━━ DATA LISTING
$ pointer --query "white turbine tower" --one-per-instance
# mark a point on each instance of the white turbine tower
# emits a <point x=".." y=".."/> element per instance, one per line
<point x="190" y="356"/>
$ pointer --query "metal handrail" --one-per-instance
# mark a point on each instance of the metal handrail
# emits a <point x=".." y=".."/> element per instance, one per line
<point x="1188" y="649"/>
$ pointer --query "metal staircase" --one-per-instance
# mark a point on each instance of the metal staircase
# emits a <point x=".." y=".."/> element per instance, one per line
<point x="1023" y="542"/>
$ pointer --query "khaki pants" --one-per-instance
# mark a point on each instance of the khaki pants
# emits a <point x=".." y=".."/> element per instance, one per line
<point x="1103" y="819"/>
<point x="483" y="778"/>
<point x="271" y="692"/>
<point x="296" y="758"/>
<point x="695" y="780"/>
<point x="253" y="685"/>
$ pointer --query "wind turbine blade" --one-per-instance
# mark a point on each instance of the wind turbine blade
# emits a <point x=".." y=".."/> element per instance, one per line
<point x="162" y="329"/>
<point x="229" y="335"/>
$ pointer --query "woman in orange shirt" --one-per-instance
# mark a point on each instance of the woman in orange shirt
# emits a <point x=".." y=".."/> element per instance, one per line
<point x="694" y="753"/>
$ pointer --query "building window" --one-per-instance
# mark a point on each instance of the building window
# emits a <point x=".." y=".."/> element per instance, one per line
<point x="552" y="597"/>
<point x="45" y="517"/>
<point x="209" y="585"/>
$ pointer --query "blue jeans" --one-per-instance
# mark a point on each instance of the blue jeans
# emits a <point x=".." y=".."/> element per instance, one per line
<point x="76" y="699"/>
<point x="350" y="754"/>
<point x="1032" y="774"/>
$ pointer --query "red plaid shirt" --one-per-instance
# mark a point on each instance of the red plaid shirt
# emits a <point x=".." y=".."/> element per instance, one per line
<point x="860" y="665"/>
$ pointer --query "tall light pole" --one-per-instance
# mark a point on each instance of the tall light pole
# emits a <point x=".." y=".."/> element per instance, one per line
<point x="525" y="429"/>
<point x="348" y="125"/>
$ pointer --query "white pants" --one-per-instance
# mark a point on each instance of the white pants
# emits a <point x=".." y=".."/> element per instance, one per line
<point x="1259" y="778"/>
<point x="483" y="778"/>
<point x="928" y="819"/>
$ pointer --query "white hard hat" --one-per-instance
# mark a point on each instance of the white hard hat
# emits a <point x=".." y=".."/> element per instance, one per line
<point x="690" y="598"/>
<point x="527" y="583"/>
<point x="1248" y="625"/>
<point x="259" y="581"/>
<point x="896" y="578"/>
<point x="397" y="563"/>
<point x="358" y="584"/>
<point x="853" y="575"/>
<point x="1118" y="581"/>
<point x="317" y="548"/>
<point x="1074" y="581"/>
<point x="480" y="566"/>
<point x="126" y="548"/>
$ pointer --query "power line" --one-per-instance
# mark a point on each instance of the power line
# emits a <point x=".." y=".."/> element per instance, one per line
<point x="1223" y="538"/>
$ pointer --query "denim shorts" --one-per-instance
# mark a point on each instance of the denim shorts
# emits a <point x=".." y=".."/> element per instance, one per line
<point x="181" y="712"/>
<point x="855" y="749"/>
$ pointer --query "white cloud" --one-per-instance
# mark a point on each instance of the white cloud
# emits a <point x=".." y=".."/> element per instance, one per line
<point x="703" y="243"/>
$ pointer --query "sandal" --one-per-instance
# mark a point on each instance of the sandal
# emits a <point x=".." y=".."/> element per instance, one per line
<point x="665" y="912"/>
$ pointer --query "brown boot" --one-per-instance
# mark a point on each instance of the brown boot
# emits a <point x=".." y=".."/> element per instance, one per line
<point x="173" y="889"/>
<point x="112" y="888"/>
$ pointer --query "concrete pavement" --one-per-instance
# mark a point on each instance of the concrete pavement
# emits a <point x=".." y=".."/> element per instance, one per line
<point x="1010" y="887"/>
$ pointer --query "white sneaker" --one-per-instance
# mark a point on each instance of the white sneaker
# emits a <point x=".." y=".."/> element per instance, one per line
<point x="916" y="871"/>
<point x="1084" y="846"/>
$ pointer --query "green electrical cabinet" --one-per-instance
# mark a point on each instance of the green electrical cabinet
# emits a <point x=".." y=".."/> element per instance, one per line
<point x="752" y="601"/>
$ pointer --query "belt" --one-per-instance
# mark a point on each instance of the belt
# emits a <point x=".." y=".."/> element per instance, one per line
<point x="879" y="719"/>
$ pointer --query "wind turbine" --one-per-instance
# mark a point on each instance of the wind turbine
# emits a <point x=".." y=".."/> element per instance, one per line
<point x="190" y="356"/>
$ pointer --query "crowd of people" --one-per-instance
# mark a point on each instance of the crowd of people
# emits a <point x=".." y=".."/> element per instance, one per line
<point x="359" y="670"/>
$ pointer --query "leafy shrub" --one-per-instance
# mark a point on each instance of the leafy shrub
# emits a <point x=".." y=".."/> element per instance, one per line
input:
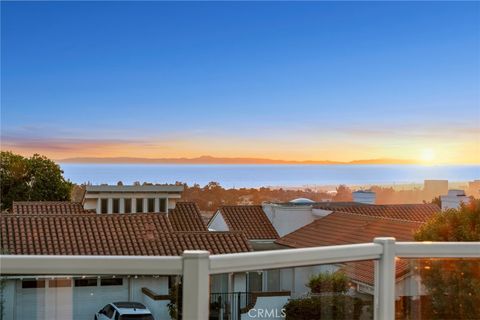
<point x="324" y="307"/>
<point x="328" y="282"/>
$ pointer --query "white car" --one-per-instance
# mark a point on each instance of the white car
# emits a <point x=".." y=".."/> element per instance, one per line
<point x="124" y="311"/>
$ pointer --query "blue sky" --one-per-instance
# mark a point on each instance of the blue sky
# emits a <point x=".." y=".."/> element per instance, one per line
<point x="322" y="80"/>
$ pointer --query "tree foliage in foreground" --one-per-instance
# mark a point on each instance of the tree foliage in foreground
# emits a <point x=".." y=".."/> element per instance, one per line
<point x="452" y="284"/>
<point x="31" y="179"/>
<point x="329" y="300"/>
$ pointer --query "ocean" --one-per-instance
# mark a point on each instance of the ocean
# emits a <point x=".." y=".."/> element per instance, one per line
<point x="238" y="176"/>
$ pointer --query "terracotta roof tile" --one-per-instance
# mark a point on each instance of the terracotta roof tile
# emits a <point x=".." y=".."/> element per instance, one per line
<point x="348" y="228"/>
<point x="252" y="220"/>
<point x="48" y="207"/>
<point x="109" y="234"/>
<point x="186" y="217"/>
<point x="411" y="212"/>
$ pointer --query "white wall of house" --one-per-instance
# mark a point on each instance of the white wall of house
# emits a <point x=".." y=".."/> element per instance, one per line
<point x="79" y="303"/>
<point x="288" y="218"/>
<point x="218" y="223"/>
<point x="239" y="282"/>
<point x="9" y="297"/>
<point x="159" y="285"/>
<point x="454" y="199"/>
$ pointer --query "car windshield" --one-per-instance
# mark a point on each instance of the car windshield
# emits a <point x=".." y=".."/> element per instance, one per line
<point x="136" y="317"/>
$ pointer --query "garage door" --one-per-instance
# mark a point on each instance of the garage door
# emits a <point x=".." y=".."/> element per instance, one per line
<point x="65" y="299"/>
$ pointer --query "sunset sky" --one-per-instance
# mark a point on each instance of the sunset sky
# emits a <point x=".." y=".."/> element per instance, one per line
<point x="293" y="81"/>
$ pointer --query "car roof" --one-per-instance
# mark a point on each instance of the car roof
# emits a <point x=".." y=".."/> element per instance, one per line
<point x="130" y="308"/>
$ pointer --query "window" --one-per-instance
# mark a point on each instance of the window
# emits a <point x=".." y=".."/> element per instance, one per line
<point x="104" y="207"/>
<point x="60" y="283"/>
<point x="111" y="282"/>
<point x="109" y="311"/>
<point x="139" y="205"/>
<point x="89" y="282"/>
<point x="163" y="205"/>
<point x="128" y="205"/>
<point x="29" y="284"/>
<point x="116" y="205"/>
<point x="151" y="205"/>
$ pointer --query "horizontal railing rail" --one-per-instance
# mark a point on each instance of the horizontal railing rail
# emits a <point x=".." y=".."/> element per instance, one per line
<point x="197" y="266"/>
<point x="437" y="249"/>
<point x="287" y="258"/>
<point x="90" y="265"/>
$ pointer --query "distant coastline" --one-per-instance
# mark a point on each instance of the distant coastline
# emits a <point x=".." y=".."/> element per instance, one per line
<point x="221" y="160"/>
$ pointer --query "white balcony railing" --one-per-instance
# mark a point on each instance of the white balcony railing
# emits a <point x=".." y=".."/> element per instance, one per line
<point x="197" y="266"/>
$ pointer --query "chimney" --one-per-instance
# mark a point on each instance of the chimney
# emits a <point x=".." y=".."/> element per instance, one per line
<point x="364" y="196"/>
<point x="453" y="199"/>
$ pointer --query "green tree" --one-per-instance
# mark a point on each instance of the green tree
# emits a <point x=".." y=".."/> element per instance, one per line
<point x="31" y="179"/>
<point x="453" y="285"/>
<point x="329" y="300"/>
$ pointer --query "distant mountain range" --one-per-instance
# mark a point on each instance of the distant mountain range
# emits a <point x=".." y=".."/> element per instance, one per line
<point x="215" y="160"/>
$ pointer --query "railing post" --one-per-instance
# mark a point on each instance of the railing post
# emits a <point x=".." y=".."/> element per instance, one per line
<point x="385" y="281"/>
<point x="196" y="282"/>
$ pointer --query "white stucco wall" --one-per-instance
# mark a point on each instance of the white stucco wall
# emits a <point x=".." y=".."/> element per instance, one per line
<point x="9" y="299"/>
<point x="286" y="219"/>
<point x="240" y="282"/>
<point x="159" y="286"/>
<point x="218" y="223"/>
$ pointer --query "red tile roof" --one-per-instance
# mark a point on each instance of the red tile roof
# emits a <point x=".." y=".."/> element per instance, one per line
<point x="252" y="220"/>
<point x="109" y="234"/>
<point x="186" y="217"/>
<point x="48" y="207"/>
<point x="411" y="212"/>
<point x="347" y="228"/>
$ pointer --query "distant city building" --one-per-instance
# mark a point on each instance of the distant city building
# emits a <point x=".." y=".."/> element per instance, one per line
<point x="454" y="199"/>
<point x="364" y="196"/>
<point x="434" y="188"/>
<point x="131" y="199"/>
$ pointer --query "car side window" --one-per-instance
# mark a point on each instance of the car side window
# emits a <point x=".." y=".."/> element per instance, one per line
<point x="109" y="311"/>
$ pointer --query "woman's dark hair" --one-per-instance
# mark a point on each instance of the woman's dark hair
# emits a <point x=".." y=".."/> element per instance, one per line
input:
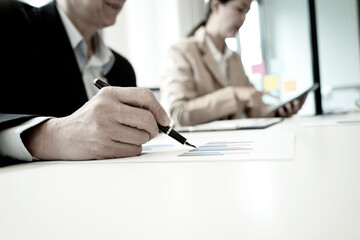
━━━━
■ STATED PROBLEM ■
Gather every line from the records above that contains the word "garage".

■ CORRECT RESPONSE ■
$ pointer --query "garage door" --one-per-instance
# mark a point on each instance of the garage door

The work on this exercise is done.